OBJECTIVE: Locate each line in the records below that contains the word "military", treating case as significant, and copy those lines.

Entries for pointing and labeling
■ ■ ■ ■ ■

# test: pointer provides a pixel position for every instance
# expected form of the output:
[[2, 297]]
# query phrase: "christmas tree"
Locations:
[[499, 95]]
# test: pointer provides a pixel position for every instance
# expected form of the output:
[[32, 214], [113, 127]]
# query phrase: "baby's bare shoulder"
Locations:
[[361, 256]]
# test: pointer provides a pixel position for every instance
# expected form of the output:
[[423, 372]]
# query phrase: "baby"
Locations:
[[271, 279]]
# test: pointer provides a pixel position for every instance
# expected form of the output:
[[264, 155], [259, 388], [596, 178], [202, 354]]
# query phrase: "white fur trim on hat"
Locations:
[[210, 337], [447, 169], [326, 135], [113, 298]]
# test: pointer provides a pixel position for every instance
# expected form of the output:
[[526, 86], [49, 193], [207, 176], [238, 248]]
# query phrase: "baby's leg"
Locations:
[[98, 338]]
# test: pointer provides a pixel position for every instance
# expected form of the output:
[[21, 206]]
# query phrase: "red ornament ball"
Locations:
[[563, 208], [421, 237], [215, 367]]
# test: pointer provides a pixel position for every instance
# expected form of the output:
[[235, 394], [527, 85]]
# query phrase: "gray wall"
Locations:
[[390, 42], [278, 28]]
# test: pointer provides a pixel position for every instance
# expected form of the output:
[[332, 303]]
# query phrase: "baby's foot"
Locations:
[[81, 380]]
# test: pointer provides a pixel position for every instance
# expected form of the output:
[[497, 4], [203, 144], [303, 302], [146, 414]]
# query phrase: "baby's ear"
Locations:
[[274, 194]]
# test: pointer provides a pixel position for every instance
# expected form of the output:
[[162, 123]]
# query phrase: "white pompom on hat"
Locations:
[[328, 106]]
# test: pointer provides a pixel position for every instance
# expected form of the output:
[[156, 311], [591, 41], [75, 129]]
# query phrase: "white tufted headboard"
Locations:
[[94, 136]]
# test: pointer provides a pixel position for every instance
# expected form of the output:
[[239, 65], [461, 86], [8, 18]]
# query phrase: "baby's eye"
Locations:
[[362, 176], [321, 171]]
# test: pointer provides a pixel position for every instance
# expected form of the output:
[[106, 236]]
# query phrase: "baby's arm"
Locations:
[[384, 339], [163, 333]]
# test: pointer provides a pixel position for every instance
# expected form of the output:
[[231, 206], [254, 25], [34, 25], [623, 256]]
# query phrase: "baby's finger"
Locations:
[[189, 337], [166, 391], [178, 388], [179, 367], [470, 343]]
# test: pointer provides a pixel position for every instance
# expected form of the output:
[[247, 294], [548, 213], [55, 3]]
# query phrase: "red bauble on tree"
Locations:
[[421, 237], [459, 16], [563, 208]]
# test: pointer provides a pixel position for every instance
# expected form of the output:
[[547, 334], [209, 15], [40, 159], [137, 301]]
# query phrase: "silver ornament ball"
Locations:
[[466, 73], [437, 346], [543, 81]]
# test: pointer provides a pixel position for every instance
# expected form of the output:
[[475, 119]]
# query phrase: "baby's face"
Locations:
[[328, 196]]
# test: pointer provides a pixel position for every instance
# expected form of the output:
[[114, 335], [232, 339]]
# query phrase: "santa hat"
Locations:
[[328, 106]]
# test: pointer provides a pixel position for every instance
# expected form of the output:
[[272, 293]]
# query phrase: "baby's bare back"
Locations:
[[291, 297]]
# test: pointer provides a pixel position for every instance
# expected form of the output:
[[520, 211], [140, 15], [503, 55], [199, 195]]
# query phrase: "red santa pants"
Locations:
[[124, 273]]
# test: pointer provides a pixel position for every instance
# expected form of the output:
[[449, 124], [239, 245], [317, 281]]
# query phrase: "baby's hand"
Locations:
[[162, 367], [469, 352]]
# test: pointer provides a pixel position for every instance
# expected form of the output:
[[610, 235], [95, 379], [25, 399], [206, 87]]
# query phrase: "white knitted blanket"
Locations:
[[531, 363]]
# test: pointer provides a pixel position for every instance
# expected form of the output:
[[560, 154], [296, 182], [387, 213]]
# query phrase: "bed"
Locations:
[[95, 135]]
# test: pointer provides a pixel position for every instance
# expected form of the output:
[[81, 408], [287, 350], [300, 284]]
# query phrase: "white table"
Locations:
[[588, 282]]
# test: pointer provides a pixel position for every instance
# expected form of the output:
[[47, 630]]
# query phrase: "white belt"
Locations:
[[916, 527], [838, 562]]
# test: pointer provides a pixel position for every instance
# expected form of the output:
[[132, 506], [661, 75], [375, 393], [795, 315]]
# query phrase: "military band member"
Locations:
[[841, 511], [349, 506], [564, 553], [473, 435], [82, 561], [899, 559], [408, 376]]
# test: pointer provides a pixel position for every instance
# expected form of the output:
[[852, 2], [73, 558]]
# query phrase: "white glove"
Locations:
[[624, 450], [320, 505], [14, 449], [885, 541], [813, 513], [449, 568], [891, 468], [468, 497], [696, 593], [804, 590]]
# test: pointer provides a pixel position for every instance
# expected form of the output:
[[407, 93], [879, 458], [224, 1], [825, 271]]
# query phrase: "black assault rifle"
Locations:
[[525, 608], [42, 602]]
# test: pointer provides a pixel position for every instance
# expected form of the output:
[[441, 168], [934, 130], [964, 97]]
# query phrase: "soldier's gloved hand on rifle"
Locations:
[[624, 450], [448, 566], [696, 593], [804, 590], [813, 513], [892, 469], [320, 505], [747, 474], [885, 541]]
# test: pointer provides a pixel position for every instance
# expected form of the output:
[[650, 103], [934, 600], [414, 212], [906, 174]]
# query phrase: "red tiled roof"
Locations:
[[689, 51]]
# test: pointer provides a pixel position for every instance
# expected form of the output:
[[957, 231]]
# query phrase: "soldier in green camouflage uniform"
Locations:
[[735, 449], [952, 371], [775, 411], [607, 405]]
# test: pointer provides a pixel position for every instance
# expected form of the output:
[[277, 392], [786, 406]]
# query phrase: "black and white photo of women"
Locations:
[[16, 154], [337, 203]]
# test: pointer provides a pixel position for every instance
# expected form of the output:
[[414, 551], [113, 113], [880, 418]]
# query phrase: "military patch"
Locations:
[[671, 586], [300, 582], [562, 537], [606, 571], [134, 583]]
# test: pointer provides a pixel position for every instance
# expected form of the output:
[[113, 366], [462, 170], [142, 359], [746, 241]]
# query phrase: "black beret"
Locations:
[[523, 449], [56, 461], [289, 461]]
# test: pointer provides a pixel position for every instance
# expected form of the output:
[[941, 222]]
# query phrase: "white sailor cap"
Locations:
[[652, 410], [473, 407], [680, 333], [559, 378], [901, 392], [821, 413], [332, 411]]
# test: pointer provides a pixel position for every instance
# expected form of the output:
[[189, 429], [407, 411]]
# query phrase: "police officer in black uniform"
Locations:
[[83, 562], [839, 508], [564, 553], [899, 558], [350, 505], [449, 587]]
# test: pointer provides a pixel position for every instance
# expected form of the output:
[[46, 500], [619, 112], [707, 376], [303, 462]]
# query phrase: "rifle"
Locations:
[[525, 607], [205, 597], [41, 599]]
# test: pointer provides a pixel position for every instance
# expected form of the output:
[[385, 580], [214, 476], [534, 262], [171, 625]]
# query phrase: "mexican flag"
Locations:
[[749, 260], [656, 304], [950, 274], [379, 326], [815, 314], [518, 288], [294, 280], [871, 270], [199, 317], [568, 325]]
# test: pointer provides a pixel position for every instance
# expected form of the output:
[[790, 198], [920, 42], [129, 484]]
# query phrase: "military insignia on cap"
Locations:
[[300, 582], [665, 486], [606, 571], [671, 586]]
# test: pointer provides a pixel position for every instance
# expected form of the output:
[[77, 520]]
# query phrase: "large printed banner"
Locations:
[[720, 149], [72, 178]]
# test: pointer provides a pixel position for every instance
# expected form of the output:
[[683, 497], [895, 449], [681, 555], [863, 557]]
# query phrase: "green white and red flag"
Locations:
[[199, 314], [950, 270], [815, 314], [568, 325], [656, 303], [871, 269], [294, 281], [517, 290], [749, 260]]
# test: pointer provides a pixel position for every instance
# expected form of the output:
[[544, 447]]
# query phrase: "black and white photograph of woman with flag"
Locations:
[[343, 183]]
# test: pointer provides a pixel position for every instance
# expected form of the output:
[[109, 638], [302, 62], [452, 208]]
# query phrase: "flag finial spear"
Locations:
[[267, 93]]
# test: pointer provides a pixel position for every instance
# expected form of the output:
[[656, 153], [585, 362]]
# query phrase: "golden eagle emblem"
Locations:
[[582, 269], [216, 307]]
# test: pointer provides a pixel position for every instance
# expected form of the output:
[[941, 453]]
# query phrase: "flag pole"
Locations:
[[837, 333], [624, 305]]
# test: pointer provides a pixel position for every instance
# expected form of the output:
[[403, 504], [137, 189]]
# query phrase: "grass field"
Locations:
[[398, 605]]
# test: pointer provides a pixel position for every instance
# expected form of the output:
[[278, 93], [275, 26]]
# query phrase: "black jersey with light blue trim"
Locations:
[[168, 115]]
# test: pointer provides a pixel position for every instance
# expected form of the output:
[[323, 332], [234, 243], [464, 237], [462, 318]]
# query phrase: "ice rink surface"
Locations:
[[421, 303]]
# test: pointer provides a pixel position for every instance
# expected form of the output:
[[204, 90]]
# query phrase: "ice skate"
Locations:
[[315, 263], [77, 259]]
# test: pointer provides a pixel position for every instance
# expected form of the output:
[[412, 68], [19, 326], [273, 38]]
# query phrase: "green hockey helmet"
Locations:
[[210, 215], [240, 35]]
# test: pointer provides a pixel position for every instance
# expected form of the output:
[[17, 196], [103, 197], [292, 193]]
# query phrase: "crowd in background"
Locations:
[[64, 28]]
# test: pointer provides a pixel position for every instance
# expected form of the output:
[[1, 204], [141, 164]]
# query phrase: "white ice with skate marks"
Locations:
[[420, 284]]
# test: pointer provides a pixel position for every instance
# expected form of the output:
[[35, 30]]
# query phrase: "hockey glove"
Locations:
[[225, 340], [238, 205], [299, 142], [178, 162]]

■ ■ ■ ■ ■

FINAL RESULT:
# query phrase: "military band member"
# query phrase: "military patch"
# query phrase: "military insignia on cap"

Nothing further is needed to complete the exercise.